(Point annotation records)

□ □ □ □

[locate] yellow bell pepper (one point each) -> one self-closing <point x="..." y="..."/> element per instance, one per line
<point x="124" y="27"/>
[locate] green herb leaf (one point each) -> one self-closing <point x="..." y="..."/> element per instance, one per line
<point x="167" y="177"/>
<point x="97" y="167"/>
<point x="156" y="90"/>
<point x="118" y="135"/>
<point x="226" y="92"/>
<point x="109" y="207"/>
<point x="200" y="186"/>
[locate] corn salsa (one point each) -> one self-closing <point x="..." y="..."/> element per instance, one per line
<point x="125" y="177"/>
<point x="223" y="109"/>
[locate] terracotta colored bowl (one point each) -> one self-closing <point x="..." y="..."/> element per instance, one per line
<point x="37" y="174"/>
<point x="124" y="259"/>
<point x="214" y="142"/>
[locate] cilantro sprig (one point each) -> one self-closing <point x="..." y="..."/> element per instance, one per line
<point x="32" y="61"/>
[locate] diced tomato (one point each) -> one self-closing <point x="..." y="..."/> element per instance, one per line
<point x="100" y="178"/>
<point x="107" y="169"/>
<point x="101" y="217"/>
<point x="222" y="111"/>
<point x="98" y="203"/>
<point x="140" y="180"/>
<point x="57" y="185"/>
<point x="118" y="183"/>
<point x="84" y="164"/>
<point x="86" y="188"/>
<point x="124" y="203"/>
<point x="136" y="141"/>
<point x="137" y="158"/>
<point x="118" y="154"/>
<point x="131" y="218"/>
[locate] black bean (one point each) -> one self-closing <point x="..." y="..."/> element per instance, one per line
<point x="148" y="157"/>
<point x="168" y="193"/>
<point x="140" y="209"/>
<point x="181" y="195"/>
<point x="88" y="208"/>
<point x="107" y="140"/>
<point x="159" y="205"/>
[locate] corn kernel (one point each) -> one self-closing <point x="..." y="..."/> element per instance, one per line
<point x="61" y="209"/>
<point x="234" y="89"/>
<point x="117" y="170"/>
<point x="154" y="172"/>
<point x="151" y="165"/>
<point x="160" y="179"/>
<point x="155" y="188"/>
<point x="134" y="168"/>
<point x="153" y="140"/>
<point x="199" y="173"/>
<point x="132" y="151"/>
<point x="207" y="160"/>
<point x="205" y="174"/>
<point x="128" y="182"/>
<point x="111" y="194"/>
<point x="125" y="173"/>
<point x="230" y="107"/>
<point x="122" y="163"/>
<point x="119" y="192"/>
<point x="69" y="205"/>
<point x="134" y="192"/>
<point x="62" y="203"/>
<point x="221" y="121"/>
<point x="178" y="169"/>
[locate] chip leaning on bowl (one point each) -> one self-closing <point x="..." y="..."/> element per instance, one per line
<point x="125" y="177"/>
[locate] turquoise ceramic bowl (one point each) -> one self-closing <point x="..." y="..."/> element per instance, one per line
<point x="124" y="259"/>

□ □ □ □

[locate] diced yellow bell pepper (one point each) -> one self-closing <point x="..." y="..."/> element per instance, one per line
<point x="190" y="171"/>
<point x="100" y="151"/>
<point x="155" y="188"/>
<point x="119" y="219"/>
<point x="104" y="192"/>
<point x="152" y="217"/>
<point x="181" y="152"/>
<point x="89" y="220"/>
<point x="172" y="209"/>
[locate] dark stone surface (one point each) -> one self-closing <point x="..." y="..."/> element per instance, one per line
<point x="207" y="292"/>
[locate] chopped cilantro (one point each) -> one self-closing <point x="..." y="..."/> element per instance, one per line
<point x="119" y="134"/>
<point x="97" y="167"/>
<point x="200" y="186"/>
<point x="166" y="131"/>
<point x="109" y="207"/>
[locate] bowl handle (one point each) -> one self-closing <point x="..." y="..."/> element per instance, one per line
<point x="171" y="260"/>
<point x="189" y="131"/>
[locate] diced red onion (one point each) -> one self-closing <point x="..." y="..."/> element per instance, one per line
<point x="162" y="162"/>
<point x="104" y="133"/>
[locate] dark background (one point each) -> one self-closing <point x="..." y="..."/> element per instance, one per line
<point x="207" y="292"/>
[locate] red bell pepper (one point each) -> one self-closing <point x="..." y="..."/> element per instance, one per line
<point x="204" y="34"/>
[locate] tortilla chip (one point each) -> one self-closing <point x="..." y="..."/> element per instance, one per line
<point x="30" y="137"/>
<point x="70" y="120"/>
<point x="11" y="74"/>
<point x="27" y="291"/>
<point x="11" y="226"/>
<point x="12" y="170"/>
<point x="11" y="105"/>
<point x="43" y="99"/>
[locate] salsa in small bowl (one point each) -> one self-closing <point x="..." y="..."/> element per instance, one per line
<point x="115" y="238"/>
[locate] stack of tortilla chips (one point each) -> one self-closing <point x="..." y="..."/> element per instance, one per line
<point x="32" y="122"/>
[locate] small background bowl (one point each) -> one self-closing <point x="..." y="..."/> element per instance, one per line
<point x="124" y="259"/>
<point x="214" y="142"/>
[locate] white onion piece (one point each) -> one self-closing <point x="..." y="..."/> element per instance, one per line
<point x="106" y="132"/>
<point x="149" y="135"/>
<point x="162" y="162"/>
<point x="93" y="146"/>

□ □ □ □

(What you have to do)
Pick out each line in the entries above that contains the word "bell", and copy those lines in full.

(Solution)
[locate] yellow bell pepper (one point each) -> one self-closing <point x="..." y="..."/> element per instance, one per line
[locate] diced yellow bell pepper (one point each) -> one self-closing <point x="..." y="..."/> element per instance, one per line
[locate] red bell pepper (one point each) -> one self-closing <point x="..." y="..."/> element per instance, one per line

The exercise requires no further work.